* Bagian dokumen *

Medan, MEDIA SURYA – Keputusan pemerintah yang mengizinkan pengusaha berorientasi ekspor memangkas upah buruh atau pekerja maksimal 25 persen menuai protes berbagai eleman buruh di Indonesia.

 

Ketua Federasi Sirikat Pekerja Transportasi Nusantara (FSPTN) Sumut, Sahat Simatupang, menilai Peraturan Menteri Ketenagakerjaan Nomor 5 Tahun 2023 tentang penyesuaian waktu kerja dan pengupahan pada perusahaan industri padat karya berdampak pada pemotongan gaji buruh pada perusahaan ekspor hingga 25 persen dinilai sangat tidak manusiawi.

 

“Apa dasar perhitungan Kemenaker sehingga berani mengeluarkan peraturan Menaker pemotongan gaji hingga 25 persen berlaku 6 bulan. Bukankah 6 bulan itu waktu yang sangat lama. Apalagi buruh akan memasuki Idul Fitri dan anak-anak akan memasuki tahun ajaran baru sekolah dan tahun ajaran baru perkuliahan yang memerlukan biaya besar,” katanya, Sabtu (18/3).

* Data yang diberikan *
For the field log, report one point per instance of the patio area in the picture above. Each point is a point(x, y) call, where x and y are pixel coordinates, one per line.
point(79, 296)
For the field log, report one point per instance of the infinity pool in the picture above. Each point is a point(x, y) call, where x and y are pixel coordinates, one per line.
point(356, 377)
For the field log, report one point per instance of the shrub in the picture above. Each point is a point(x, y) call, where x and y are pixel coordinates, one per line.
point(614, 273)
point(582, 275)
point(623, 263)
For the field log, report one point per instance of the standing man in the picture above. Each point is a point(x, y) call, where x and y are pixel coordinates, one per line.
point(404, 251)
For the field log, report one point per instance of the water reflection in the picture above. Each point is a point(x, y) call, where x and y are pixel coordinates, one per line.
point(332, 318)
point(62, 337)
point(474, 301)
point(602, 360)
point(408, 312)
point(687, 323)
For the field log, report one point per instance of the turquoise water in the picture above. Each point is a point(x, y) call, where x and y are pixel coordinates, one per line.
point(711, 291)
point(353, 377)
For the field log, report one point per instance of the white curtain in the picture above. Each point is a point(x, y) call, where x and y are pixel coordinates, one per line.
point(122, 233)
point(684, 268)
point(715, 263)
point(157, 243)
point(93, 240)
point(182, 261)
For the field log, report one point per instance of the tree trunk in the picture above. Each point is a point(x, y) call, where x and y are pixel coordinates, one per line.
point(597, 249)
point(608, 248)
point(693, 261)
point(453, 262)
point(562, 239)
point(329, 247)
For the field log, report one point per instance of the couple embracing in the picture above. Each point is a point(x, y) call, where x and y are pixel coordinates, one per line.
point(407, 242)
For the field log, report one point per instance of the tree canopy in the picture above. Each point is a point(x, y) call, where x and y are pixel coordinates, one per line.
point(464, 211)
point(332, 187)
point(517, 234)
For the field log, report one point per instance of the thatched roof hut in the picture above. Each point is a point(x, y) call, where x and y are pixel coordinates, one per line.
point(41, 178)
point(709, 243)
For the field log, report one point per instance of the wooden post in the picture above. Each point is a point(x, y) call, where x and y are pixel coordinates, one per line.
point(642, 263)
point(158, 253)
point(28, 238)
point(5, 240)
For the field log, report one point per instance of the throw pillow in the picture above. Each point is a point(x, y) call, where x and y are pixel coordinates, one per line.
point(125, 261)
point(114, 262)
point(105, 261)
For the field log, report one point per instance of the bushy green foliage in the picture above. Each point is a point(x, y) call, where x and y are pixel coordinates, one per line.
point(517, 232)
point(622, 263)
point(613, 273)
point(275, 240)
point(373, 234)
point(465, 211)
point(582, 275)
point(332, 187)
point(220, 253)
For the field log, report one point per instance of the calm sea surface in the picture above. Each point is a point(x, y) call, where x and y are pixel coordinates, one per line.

* Kerjakan soal berikut *
A – Menurut berita tentang pemotongan upah buruh, peraturan apa yang dinilai Sahat Simatupang sangat tidak manusiawi?
B – Tulis ulang berita tentang pemotongan upah buruh dari "Ketua Federasi Sirikat" sampai "sangat tidak manusiawi.", dengan mengganti "Sumut" menjadi "Sumatera Utara".
C – Teruskan berita tentang pemotongan upah buruh setelah kalimat terakhirnya.
Entri di atas tidak perlu dipakai.

* Jawaban latihan *
A – Peraturan Menteri Ketenagakerjaan Nomor 5 Tahun 2023 tentang penyesuaian waktu kerja dan pengupahan pada perusahaan industri padat karya.

B –
Ketua Federasi Sirikat Pekerja Transportasi Nusantara (FSPTN) Sumatera Utara, Sahat Simatupang, menilai Peraturan Menteri Ketenagakerjaan Nomor 5 Tahun 2023 tentang penyesuaian waktu kerja dan pengupahan pada perusahaan industri padat karya berdampak pada pemotongan gaji buruh pada perusahaan ekspor hingga 25 persen dinilai sangat tidak manusiawi.

C –
 

Meskipun Tunjangan Hari Raya (THR) Idul Fitri 2023 tetap dibayarkan namun pemotongan upah hingga 25 persen akan berdampak pada penurunan daya beli dan pertambahan angka kemiskinan dalam kurun waktu setidaknya hingga akhir 2023.

 

 

Sebab, menurutnya pemotongan gaji hingga 25 persen selama enam bulan akan menambah beratnya beban hidup buruh terutama sopir truk dan operator angkutan yang bekerja di perusahaan ekspor yang terdampak Peraturan Menteri Ketenagakerjaan Nomor 5 Tahun 2023 tersebut.

 

Sahat menambahkan, yang seharusnya dilakukan Kemenaker bukan memotong gaji karyawan melainkan memutus pungutan liar (pungli) kepada pengusaha yang berorientasi ekspor.

 

“Pungli ini sesungguhnya menambah beban pengusaha sehingga jalan pintas ditempuh, yakni gaji buruh dipotong demi alasan turunkan rasio PHK akibat perekonomian global yang sedang terganggu. Pungli ini mencapai 25 persen dari ongkos produksi, terlebih lagi yang dialami pekerja sektor transportasi,” bebernya.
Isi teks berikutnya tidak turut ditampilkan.